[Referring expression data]

- - - - -

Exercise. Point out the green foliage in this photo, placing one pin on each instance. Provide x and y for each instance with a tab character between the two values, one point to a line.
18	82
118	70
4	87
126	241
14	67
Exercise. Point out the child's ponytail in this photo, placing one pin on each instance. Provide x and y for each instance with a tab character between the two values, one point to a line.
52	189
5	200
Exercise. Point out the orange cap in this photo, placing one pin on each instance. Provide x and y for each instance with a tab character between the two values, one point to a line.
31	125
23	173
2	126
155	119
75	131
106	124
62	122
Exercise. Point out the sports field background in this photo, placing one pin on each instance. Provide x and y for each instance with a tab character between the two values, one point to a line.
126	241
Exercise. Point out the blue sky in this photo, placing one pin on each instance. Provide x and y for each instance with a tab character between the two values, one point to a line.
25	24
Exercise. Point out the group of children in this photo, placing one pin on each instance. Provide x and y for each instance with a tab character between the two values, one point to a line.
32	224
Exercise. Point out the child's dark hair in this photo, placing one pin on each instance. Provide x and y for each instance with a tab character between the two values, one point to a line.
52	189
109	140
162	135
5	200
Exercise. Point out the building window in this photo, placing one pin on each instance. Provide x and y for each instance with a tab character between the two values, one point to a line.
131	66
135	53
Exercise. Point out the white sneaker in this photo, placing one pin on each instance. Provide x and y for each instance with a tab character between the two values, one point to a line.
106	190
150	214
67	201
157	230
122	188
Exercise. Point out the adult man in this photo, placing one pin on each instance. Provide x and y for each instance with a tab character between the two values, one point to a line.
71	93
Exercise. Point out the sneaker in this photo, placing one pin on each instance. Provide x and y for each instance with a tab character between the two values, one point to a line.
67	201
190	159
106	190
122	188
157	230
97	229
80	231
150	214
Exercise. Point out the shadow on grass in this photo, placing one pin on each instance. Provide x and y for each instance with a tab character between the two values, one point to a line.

- - - - -

The answer must be the same records, repeated exactly and in full.

=== TASK SOLUTION ===
Exercise. Point out the green foliage in this photo, placing one pin on each instance. Provide x and y for each instance with a tab character between the two values, one point to a line.
18	82
118	70
4	87
126	241
14	67
Exercise. Point out the child's ponytail in this photo, placing one pin on each instance. Provide x and y for each instance with a tab character between the two values, one point to a line.
52	189
5	200
Exercise. Point out the orange cap in this photo, placing one pin on each instance. Provide x and y for each instance with a tab character between the two values, one point to a line.
31	125
23	173
2	126
155	119
75	131
106	124
62	122
Exercise. Point out the sports field background in this photo, placing one pin on each instance. Provide x and y for each instance with a tab character between the two values, one point to a line.
126	241
Exercise. Point out the blue sky in this photo, placing one pin on each instance. Provide x and y for each instance with a tab character between the two values, one point to a line.
25	24
Exercise. Point out the group of children in this photo, placing one pin on each instance. Provide x and y for each instance with a tab character between the two values, one point to a line.
32	224
Exercise. Point out the child's dark hair in this photo, placing one pin on each instance. Provide x and y for each instance with a tab character between the two values, one point to a line.
52	189
109	140
162	135
5	200
Exercise. Point out the building window in this photo, placing one pin on each instance. Provide x and y for each instance with a tab character between the two values, one point to a line.
131	66
135	53
Exercise. Point out the white sneaker in this photo, placing one pin on each instance. Provide x and y for each instance with a tab character between the two values, one point to a line.
106	190
150	214
67	201
157	230
122	188
Exercise. Point out the adult man in this photo, placing one pin on each instance. Provide x and y for each instance with a tab character between the two values, one point to a line.
71	93
Exercise. Point out the sneaker in this photo, placing one pin on each instance. Provide x and y for each instance with a tab character between the two values, one point to a line.
67	201
190	159
106	190
122	188
157	230
97	229
80	231
150	214
Exercise. Point out the shadow on grass in this photo, placing one pin on each instance. Provide x and y for each instance with a tab character between the two values, one point to a line.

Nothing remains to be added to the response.